This time, Jiang Zemin and the CCP themselves came to the front of the
stage to kill instead of utilizing other people or groups.
(5)
Killing people in order to cover up the truth
The people's right to know is another
weak point of the CCP; The CCP also kills people in order to block information.
In the past, "listening to the enemy's radio broadcast" was a felony that
was punished with prison terms. Now, in response to multiple incidents
of the interception of the state-owned television system to clarify the
truth of the persecution of Falun Gong, Jiang Zemin issued the secret order
to "kill instantly without mercy." Liu Chengjun, who carried out such an
interception, was tortured to death. The CCP has mobilized the '610 Office'
(an organization similar to the Gestapo in Nazi Germany that was created
to persecute Falun Gong), the police, prosecutors, courts and a massive
Internet police system to monitor people's every action.
(6)
Depriving people of their survival rights for the sake of its own interests
The CCP's theory of continuous revolution
means, in reality, that it will not give up its power. Currently, embezzlement
and corruption inside the CCP have developed into conflicts between the
Party's absolute leadership and people's right to life. When people organize
to protect their rights legally, the CCP uses violence, waving its butcher's
knife toward the so-called "ringleaders" of these movements. The CCP has
already prepared over one million armed police for this purpose. Today,
the CCP is much better prepared for killing than it was at the time of
the Tiananmen massacre in 1989, when it had to mobilize temporarily its
field army. However, while forcing its people on a road to ruin, the CCP
has also forced itself into a dead end. The CCP has come to such an extremely
vulnerable stage that it even "takes trees and grass as enemies when the
wind blows," as the Chinese saying goes.
We can see from above that the CCP is an
evil specter in nature. No matter how it changes at a specific time and
place in order to maintain absolute control, the CCP will not change its
history of killing - it killed people before, is killing people now, and
will continue to kill in the future.
Different Killing Patterns under Different
Circumstances
A. Leading with Propaganda
The CCP has used various different ways
to kill people depending on the period of time. In most situations, the
CCP created propaganda before killing. The CCP has said often "only killing
could appease the public's indignation," as if people had requested the
CCP to kill. In reality, this "public indignation" has been excited by
the CCP.

» Do this:
Name every body that the excerpt on the CCP's killings says the CCP has mobilized to monitor people's every action. The items that follow have nothing to do with this excerpt.

» Excerpted data:
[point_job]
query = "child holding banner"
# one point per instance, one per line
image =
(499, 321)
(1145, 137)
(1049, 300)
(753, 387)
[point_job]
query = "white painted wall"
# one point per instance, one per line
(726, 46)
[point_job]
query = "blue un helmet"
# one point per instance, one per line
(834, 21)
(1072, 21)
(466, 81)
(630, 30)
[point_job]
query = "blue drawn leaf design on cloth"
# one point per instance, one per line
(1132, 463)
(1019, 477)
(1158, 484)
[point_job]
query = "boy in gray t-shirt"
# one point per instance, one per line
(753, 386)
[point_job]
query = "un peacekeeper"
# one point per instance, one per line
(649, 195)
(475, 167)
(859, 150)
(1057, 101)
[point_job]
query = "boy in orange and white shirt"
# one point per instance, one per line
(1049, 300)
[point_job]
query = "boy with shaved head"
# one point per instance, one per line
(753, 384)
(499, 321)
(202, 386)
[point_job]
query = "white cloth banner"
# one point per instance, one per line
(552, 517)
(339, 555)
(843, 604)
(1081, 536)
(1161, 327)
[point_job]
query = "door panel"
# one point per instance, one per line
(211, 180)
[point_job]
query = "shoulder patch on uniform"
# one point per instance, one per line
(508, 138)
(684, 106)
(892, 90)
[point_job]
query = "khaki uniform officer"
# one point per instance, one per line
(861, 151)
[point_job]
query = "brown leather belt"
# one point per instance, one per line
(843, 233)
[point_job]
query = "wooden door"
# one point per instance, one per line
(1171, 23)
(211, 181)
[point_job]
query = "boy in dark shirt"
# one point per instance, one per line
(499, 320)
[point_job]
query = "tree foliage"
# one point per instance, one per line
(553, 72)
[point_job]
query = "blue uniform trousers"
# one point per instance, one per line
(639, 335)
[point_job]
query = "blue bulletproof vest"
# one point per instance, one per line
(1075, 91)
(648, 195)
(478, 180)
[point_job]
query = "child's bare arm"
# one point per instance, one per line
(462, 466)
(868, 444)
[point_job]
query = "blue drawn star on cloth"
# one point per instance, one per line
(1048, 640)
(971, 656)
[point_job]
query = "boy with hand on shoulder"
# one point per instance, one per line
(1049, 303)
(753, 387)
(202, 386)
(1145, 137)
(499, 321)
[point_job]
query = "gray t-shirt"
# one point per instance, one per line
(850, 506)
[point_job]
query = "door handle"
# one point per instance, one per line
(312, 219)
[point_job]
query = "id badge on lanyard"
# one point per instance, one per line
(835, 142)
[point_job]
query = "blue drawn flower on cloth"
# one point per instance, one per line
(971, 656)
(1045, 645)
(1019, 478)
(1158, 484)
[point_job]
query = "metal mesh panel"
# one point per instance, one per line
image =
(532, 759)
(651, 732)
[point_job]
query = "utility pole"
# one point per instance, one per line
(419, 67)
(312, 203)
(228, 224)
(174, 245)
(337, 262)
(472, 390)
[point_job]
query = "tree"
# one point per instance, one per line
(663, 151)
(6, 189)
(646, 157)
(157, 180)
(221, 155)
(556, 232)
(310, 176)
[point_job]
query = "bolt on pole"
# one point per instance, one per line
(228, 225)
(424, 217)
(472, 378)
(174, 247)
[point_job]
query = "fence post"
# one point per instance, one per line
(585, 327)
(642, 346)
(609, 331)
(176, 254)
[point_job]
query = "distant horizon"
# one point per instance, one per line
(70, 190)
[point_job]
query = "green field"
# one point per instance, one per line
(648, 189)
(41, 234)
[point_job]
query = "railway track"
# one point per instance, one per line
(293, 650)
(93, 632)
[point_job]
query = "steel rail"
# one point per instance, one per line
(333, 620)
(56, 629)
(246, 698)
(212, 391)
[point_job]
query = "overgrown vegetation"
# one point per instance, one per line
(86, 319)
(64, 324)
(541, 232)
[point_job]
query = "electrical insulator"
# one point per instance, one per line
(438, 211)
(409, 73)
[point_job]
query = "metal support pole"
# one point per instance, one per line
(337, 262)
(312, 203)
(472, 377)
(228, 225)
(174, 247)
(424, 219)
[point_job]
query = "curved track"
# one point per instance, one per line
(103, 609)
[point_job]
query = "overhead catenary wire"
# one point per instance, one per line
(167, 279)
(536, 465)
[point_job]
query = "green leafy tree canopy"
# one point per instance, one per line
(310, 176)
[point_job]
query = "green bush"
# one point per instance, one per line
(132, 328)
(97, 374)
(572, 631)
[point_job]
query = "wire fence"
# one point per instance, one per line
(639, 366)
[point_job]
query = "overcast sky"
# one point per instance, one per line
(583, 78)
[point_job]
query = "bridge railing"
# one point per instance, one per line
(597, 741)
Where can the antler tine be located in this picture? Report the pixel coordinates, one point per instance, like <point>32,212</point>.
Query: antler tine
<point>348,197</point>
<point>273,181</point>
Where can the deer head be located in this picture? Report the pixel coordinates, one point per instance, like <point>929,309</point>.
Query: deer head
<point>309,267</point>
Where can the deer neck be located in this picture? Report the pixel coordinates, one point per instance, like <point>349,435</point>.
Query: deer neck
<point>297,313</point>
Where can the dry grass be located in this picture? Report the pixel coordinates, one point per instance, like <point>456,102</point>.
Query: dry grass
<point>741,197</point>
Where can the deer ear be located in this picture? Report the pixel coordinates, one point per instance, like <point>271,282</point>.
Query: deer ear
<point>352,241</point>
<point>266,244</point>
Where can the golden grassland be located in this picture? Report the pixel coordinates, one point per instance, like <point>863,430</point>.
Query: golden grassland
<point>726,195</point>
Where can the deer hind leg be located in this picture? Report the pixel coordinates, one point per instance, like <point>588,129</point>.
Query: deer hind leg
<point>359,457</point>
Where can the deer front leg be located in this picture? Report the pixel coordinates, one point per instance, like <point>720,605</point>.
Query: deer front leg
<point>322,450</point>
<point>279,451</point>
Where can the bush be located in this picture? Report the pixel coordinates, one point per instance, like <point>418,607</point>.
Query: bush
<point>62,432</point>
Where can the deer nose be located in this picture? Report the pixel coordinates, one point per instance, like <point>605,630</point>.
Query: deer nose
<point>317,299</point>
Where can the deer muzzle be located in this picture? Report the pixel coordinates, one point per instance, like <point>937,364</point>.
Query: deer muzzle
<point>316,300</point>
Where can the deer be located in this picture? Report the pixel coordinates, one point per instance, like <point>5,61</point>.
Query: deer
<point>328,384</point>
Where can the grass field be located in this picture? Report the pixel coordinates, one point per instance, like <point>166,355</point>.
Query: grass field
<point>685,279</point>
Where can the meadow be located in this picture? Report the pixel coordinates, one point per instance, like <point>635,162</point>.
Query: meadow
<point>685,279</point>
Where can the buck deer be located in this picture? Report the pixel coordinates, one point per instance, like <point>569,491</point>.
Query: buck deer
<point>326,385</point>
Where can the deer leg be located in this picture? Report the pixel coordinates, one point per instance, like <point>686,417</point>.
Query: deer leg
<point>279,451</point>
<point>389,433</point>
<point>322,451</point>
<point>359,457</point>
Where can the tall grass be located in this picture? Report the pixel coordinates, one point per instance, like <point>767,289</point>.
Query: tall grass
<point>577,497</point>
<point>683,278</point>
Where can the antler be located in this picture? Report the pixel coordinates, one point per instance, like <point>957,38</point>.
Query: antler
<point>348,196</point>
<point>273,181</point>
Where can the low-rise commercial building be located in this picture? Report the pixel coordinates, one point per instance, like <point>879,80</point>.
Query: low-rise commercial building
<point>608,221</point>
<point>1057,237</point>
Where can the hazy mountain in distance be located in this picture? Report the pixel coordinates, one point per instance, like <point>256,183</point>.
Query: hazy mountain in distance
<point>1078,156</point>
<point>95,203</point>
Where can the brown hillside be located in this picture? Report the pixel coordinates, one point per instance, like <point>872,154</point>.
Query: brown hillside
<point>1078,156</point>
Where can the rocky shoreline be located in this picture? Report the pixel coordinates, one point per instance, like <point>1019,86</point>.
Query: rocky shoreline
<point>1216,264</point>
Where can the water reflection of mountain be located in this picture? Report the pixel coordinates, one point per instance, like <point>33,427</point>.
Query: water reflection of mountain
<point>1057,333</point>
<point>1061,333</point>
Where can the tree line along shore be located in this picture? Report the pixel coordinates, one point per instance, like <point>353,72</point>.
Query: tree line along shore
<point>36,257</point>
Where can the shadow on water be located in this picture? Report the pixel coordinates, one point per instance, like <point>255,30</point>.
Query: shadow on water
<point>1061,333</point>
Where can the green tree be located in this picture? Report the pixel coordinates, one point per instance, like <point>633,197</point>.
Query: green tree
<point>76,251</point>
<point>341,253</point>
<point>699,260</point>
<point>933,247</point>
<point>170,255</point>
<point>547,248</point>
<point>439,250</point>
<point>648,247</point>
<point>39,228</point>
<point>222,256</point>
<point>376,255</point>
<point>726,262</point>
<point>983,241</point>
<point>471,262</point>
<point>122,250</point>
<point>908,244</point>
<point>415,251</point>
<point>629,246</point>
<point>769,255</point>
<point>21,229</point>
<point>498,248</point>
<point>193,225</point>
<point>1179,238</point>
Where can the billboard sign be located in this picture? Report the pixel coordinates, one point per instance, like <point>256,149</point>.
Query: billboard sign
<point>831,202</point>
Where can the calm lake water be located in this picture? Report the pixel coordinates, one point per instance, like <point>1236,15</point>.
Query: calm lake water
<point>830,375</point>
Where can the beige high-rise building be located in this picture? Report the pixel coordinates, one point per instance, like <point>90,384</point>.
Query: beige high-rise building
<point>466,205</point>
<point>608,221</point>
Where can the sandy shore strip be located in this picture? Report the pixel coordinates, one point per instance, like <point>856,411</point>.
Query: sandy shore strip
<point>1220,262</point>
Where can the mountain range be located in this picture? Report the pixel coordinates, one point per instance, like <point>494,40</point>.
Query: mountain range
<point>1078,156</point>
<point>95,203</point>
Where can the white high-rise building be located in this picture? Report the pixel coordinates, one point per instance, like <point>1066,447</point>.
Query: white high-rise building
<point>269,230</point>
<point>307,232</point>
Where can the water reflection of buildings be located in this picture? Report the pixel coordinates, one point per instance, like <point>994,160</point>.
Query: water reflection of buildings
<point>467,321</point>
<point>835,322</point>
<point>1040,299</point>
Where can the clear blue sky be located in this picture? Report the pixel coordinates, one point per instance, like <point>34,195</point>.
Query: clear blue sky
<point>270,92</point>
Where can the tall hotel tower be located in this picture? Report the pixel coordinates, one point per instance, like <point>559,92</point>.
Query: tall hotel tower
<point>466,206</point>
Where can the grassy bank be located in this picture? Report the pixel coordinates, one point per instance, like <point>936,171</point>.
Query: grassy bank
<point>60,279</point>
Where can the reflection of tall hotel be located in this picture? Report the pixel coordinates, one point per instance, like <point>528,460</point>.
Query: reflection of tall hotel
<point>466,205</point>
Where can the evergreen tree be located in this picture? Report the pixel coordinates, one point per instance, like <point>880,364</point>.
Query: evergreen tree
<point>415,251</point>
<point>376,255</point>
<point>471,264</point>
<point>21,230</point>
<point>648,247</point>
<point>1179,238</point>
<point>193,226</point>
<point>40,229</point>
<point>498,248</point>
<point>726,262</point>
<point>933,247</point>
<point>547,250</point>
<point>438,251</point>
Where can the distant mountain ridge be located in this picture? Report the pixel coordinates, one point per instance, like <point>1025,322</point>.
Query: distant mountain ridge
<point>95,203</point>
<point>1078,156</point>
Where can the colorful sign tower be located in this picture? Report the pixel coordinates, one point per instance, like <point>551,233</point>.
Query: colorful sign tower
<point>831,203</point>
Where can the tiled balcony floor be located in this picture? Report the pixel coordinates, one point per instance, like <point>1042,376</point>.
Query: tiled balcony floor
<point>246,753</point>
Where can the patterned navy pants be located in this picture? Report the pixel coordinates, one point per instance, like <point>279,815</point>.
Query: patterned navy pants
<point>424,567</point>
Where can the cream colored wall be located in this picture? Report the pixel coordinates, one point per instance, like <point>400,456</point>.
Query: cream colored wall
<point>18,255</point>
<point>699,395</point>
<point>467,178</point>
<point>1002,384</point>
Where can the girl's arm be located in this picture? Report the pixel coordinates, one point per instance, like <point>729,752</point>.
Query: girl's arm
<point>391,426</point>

» Solution for this task:
- The '610 Office'
- The police
- Prosecutors
- Courts
- A massive Internet police system